--- BEGIN SOURCE ---
Saturday, December 17, 2005

Simple Dinners: Potato "Song"

Friday nights, I often plan my dinners around finishing stuff from the fridge, getting ready for Saturday (market-day). Last night, a quick peek in the fridge revealed 3 boiled potatoes (left over from a few days ago), some left-over crushed tomatoes, half an onion. Plus some ready-made rotis (Indian flat-breads). One easy recipe jumped to my mind: Potato "song", a Konkani (a coastal region of India) potato curry with a wonderful sweet-spicy-tangy medley of tastes. I have no idea why the curry is called "song"; it is a recipe my Konkani grandmom had taught Anji (our cook) to make, so it would be on the menu often.
This curry uses the simple trio of red chillies-cumin-coriander for its spice base, jaggery (unrefined/brown sugar) for the hint of sweetness, both tamarind and tomato for the tang and cilantro for the fresh note. The result is delicious. I am experimenting with a different way of writing this recipe, breaking it down, so to speak, so maybe it will be easier for readers unfamiliar with Indian cooking to see how a curry comes together. It might make a long list of ingredients seem less daunting. Let me know if it helps or not.
Almost all curries have these 5 components: a main ingredient, a tempering, spices, curry base and garnishes. The different permutations and combinations of ingredients and spices is what makes each curry unique.

Potato Song

Main ingredient:

3-4 boiled potatoes, peeled and diced
Tadka (tempering)
2 tbsp oil
1 tsp mustard seeds
1 tsp cumin seeds
1 small onion, minced
5-6 fresh curry leaves (optional)
1/2 tsp turmeric
1/2 tsp red chilli powder
1 tsp cumin powder
1 tsp coriander powder
salt to taste
Curry base:
3/4 cup water
1/2 cup crushed tomatoes
1/2 tbsp tamarind paste
1/2 tbsp jaggery (brown sugar)
2 tbsp minced fresh cilantro
1. Mix all the ingredients for the curry base and set aside.
2. Start with the tempering. Heat the oil in a saucepan, and then add all the tempering ingredients. Stir them around so that they flavor the oil, keeping the heat medium.
--- END SOURCE ---
--- BEGIN DATA ---
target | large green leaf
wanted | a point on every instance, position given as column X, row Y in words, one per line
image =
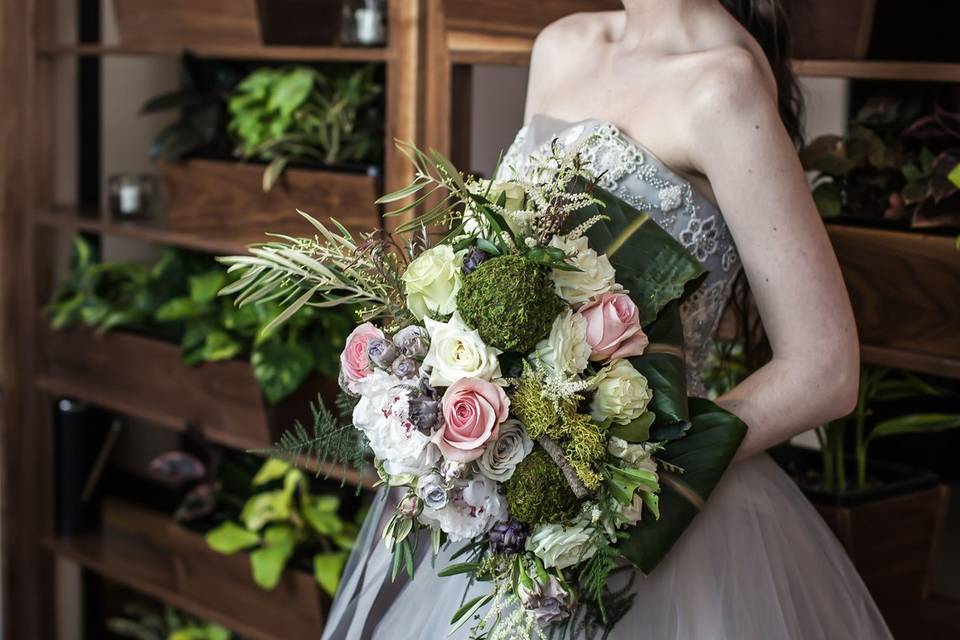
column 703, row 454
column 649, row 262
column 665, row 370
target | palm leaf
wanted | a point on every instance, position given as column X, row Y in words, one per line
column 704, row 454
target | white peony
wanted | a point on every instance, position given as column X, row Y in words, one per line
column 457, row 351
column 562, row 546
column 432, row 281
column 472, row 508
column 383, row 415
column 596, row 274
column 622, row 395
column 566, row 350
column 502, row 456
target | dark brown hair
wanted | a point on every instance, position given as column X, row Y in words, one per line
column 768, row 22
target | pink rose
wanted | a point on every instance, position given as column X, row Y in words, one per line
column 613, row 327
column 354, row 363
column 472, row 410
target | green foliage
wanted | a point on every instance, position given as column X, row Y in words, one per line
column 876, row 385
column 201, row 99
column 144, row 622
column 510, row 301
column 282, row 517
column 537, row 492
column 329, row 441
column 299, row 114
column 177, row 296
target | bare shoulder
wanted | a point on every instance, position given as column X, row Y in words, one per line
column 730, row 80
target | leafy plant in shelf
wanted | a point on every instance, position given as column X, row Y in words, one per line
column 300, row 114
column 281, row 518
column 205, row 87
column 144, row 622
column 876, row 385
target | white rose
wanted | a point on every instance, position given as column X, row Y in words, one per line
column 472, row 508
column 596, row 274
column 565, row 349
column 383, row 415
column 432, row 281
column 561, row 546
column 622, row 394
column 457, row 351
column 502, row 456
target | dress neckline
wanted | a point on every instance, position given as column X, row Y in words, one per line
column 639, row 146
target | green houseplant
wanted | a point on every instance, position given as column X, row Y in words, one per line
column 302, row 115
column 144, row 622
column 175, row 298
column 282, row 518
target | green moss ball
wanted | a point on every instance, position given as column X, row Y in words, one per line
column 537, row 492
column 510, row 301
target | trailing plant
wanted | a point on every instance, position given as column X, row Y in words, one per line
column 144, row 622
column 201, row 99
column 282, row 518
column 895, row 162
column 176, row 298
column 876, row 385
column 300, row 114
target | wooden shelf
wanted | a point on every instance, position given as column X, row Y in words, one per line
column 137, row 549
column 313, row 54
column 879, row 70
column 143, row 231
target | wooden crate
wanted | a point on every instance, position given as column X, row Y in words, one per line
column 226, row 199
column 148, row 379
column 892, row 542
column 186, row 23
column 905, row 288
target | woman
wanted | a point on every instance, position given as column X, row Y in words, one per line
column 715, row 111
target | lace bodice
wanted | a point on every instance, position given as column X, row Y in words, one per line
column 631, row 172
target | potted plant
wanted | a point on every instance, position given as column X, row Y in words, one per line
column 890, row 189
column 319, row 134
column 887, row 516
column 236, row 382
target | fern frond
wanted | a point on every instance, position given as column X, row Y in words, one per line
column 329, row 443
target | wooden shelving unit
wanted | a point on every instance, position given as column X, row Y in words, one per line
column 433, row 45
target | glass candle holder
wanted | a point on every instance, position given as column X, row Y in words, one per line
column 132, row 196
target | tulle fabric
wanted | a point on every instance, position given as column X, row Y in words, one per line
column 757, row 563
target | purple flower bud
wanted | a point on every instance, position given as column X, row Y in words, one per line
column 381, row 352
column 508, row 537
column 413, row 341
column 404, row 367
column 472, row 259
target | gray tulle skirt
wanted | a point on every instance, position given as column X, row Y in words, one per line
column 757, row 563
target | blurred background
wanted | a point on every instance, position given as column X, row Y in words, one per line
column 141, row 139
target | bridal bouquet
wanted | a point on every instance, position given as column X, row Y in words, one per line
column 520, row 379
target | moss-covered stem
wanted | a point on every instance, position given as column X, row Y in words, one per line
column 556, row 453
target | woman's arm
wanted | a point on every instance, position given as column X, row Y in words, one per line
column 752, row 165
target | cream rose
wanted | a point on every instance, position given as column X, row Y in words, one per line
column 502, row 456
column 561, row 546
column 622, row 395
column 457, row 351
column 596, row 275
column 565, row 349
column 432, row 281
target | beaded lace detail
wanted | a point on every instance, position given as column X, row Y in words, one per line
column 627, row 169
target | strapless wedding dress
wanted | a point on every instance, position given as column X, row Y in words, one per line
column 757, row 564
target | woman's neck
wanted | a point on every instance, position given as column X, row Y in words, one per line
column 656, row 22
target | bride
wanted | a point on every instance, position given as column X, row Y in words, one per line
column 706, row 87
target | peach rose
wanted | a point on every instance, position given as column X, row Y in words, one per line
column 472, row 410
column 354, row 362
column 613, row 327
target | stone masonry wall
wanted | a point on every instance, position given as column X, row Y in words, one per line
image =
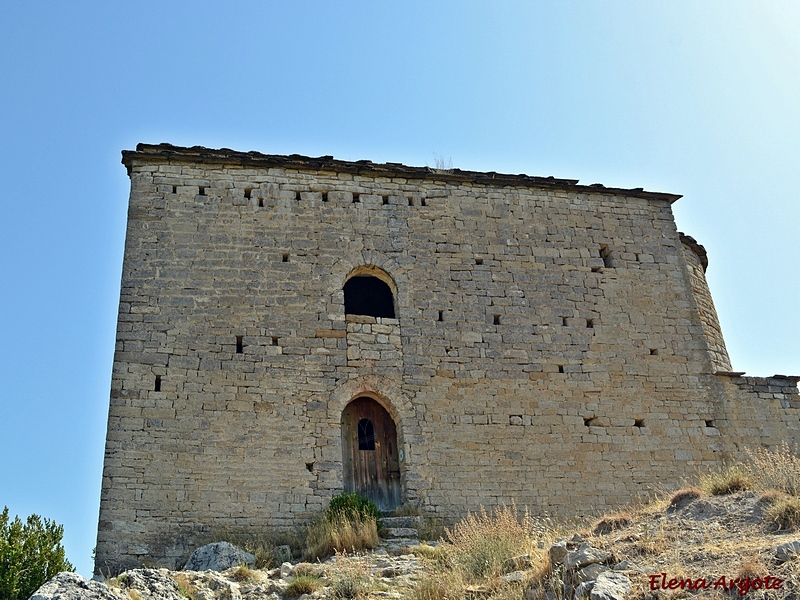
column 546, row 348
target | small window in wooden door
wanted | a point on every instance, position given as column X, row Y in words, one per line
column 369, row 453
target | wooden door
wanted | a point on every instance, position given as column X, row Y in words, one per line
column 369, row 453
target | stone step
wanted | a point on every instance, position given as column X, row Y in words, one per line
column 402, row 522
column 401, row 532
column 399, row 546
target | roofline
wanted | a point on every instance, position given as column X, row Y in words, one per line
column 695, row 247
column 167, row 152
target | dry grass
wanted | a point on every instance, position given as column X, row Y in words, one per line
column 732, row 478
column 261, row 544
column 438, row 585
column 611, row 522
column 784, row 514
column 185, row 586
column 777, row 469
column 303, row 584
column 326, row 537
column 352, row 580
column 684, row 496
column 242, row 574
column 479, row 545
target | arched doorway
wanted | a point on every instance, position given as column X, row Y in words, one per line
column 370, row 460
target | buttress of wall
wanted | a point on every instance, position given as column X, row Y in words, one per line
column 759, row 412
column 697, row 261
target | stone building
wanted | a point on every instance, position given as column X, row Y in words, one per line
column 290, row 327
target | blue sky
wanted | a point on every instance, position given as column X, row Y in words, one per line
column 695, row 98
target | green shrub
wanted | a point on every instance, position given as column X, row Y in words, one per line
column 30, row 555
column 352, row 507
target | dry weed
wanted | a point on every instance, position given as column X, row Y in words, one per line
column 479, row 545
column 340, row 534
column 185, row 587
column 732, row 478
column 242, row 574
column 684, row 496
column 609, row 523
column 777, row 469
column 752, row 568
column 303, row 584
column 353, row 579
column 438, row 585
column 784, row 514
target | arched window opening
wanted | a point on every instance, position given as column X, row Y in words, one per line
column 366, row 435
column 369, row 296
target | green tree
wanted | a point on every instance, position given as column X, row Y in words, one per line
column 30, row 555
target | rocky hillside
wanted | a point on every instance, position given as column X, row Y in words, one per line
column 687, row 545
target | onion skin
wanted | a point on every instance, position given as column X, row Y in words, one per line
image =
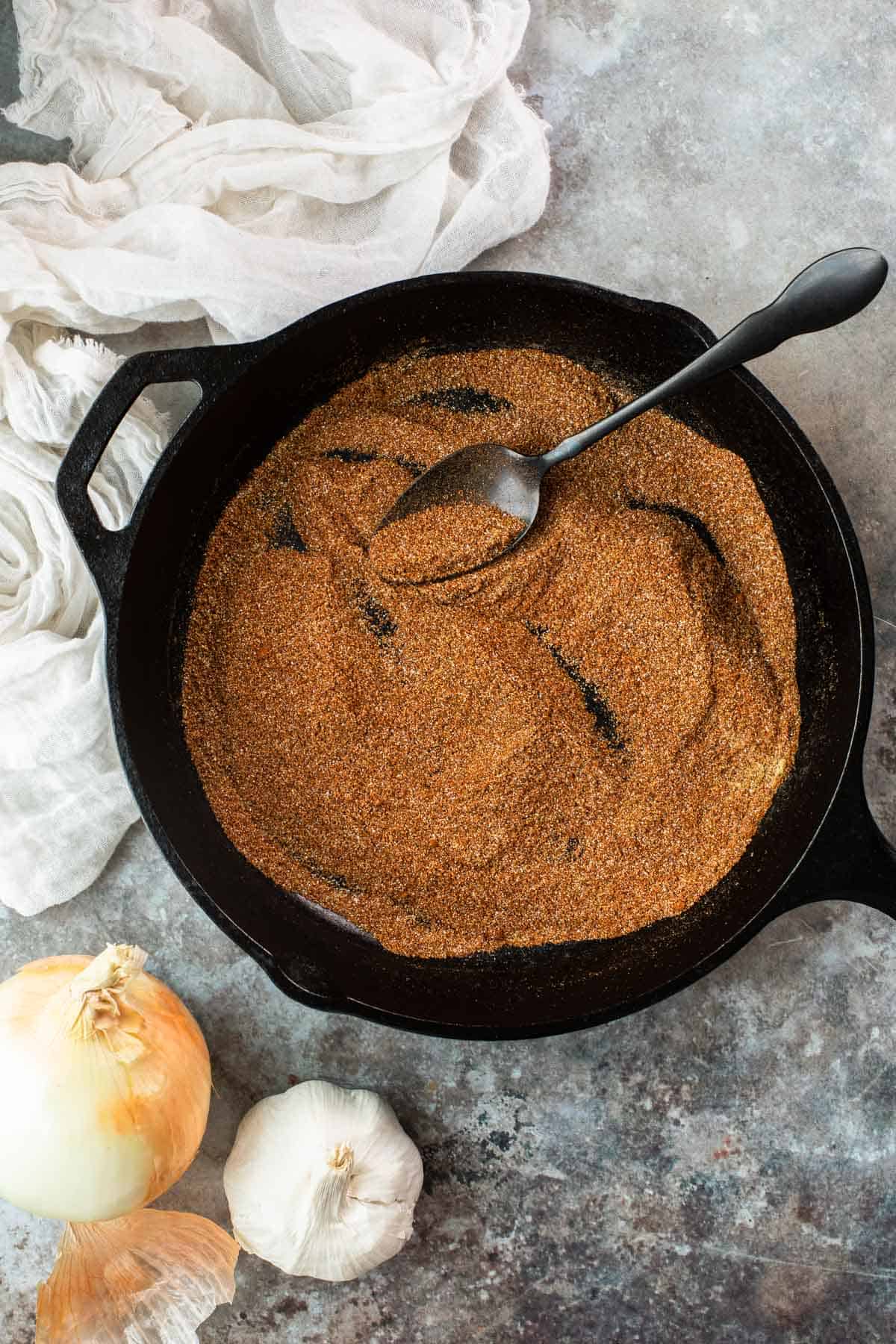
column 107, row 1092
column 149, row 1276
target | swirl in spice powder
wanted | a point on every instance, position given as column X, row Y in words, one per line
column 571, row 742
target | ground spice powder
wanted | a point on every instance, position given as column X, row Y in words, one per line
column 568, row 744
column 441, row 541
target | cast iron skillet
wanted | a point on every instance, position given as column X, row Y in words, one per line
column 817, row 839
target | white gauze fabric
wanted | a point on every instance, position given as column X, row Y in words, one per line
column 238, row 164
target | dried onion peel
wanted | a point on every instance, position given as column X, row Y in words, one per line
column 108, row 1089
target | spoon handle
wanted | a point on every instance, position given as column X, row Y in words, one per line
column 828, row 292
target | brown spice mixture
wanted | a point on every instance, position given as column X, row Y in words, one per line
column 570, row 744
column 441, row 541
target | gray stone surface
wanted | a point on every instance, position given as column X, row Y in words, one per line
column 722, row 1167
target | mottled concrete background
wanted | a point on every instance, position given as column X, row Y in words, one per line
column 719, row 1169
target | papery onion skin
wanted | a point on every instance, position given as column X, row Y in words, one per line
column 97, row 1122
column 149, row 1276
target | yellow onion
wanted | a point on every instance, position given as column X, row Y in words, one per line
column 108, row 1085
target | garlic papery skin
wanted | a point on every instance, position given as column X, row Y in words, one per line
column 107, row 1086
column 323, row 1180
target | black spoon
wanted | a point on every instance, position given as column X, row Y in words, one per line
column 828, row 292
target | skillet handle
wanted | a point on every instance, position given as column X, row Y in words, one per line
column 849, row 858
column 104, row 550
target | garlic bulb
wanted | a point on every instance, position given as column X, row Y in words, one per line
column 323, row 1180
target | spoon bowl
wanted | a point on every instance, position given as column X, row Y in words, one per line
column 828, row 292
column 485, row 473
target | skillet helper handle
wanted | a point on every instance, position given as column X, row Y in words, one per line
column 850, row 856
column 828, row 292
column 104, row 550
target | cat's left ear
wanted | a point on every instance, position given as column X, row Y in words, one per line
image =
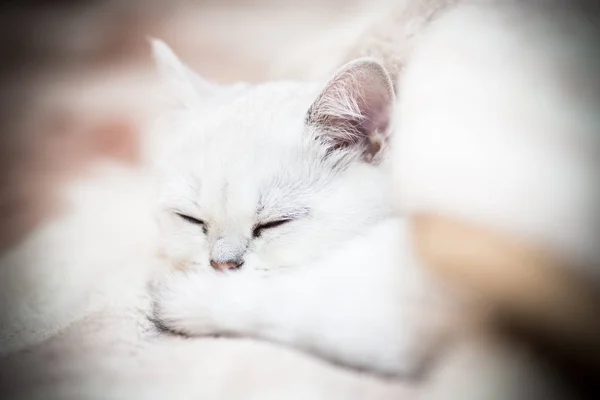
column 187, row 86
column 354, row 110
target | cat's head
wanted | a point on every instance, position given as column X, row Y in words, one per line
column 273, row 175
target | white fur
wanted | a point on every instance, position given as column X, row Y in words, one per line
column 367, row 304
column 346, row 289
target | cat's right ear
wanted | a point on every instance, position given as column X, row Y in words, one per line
--- END DATA ---
THE REQUEST: Please name the five components that, according to the potato curry recipe, almost all curries have.

RESPONSE TO THIS TASK: A main ingredient, a tempering, spices, a curry base and garnishes.